One of the questions I get asked most often is "What is the best investment you've ever made?" Well, my answer has changed slightly in recent times (more on that in a bit), but for a long while it was an easy response. In 2011, I bought shares of Tesla (NASDAQ: TSLA) for about $23. If you look at Tesla's stock price history since then, it's easy to see why I consider this a particularly good call.

The natural follow-up question I often get is "OK, so what was your worst investment ever?"

The answer always catches people by surprise -- Tesla. Or, more specifically, selling Tesla when I did, and why I did, is what I consider to be my worst investment move ever.

Not long after I had bought my shares, in late 2012, Tesla's soon-to-be-released Model S sedan was unexpectedly named Motor Trend's "Car of the Year," and shares took off. When the stock had reached approximately $58 in mid-2013, I decided I'd better lock in my profits and get out.

Now, I had more than doubled my investment in a little over a year, and for a while that was my best-performing investment ever, which is why it was my answer for "best investment ever." On the other hand, I left tons of gains on the table, as Tesla trades for about $375 per share as I write this. Pulling the trigger and selling too early cost me more than $300 per share on a rather large investment by my standards.

I've had a few other instances of selling stocks too early over the years, but my Tesla investment stings the most. If I still owned my shares, I'd have made enough additional profit to literally buy a Model S.

The lesson I learned: Price is just a number. Look beyond it.
__________________________________________________
- _Task instructions_: Continue the piece about selling Tesla shares too early, starting right after its final sentence.

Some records
__________________________________________________
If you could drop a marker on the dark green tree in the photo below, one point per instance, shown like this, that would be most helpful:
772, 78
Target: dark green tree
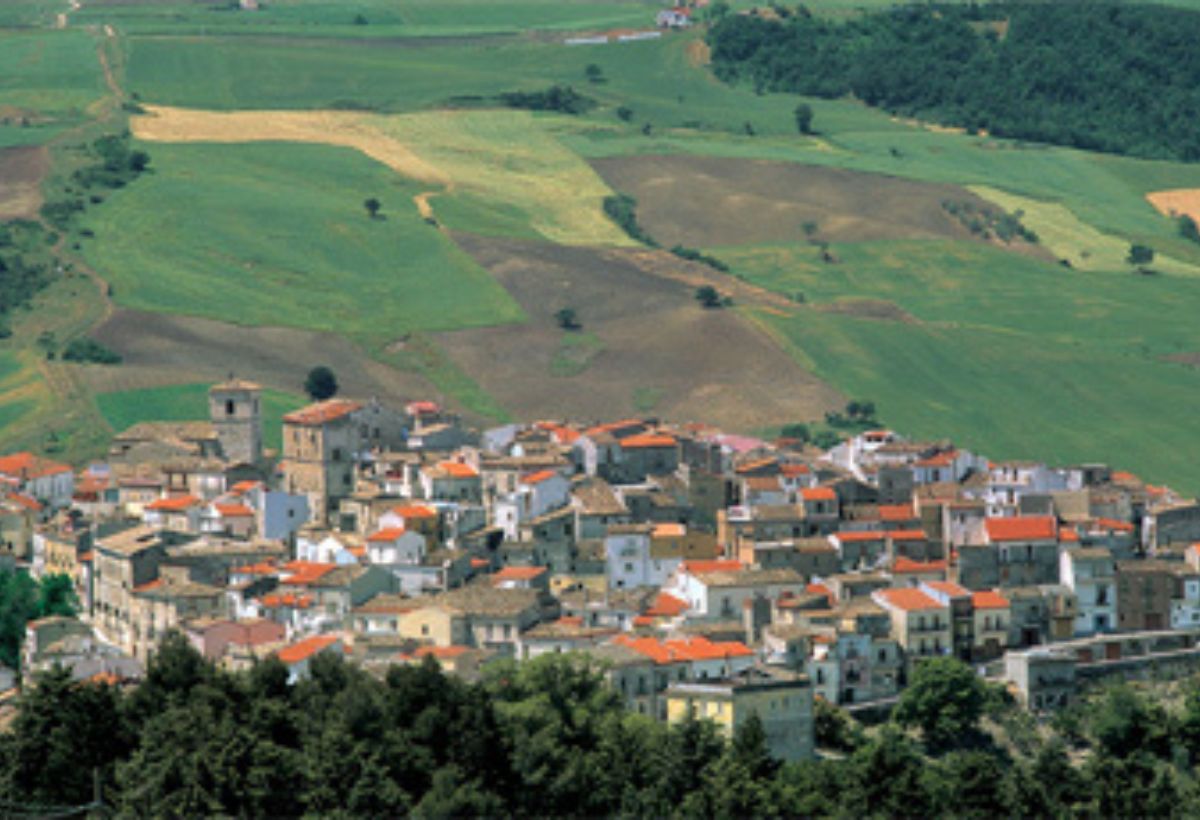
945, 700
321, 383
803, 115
__________________________________________________
- _Answer to the problem_:
Sure, there are some good reasons to sell stocks. Mine just wasn't one of them.

Good reasons to sell include when something fundamentally changes and your original reasons for buying the stock no longer apply. For example, if you buy a stock because you think it'll grow at a certain rate, and growth unexpectedly slows, it can be a good idea to sell. If company executives suddenly start heading for the exits, it can also be a good reason to sell.

The point is that there are a bunch of situations when it can make perfect sense to sell a stock. However, "the price went up" in and of itself is a terrible reason. What if you had sold Apple when it rose from a split-adjusted price of about $1 in 2004 to $15 in mid-2007? It's over $200 today. Or what if you had sold Netflix when it rose from about $3 in 2007 to $9 in early 2010 simply because you tripled your money? If you'd held on, you'd own shares that are trading at more than $350 currently.

How I learned from this mistake

All investors make mistakes. The difference between good and bad investors is how they learn from them.

In my case, selling Tesla way too early and missing out on nearly a hundred thousand dollars in gains has helped me make smart investing decisions with some of my biggest winners. Just to name a couple:

  • I bought shares of Bank of America (NYSE: BAC) for about $11 per share in early 2016 and held on to the stock even after it doubled by the end of the year. I loved how the business was transforming, so I held on. I still hold Bank of America in my portfolio, and the stock now trades for more than $31.
  • After noticing that more and more vendors at my local artisan market were accepting credit cards with small card readers attached to iPads, I decided to buy shares of recently public Square (NYSE: SQ) for about $10 in early 2016. To be fair, I was certainly tempted to sell when the stock climbed to about $30 as the company's growth accelerated in 2017, but because of my Tesla experience, I held on. Now Square is worth more than $70 per share and is officially my best-performing investment ever. Thanks to Square, I no longer have to call my Tesla mistake my all-time biggest winner.

The bottom line is that I took one of my biggest investing mistakes of all time and turned it into one of the most valuable lessons I ever learned. There are two key takeaways here.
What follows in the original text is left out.